WHAT IS BEING ASKED
Please repeat all of the records below word for word, line by line, without changing anything.

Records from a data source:
################

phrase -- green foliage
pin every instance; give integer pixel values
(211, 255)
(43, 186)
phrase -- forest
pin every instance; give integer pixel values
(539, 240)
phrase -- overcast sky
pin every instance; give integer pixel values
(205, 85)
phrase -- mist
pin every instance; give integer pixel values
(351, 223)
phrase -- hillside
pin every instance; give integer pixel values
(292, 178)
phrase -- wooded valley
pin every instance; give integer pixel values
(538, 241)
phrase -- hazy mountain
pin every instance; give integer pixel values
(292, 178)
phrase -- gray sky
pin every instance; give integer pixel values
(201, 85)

################

EXERCISE ANSWER
phrase -- green foliage
pin every instance; give integer pixel values
(211, 255)
(43, 186)
phrase -- forest
pin every instance; give integer pixel values
(539, 240)
phrase -- overcast sky
pin every instance; give integer pixel values
(205, 85)
phrase -- mist
pin every instance; give integer pixel values
(351, 223)
phrase -- hillside
pin every instance; give integer pixel values
(292, 178)
phrase -- wooded valley
pin every instance; give integer pixel values
(538, 241)
phrase -- hazy mountain
pin every instance; give integer pixel values
(292, 178)
phrase -- gray sky
pin every instance; give integer pixel values
(201, 85)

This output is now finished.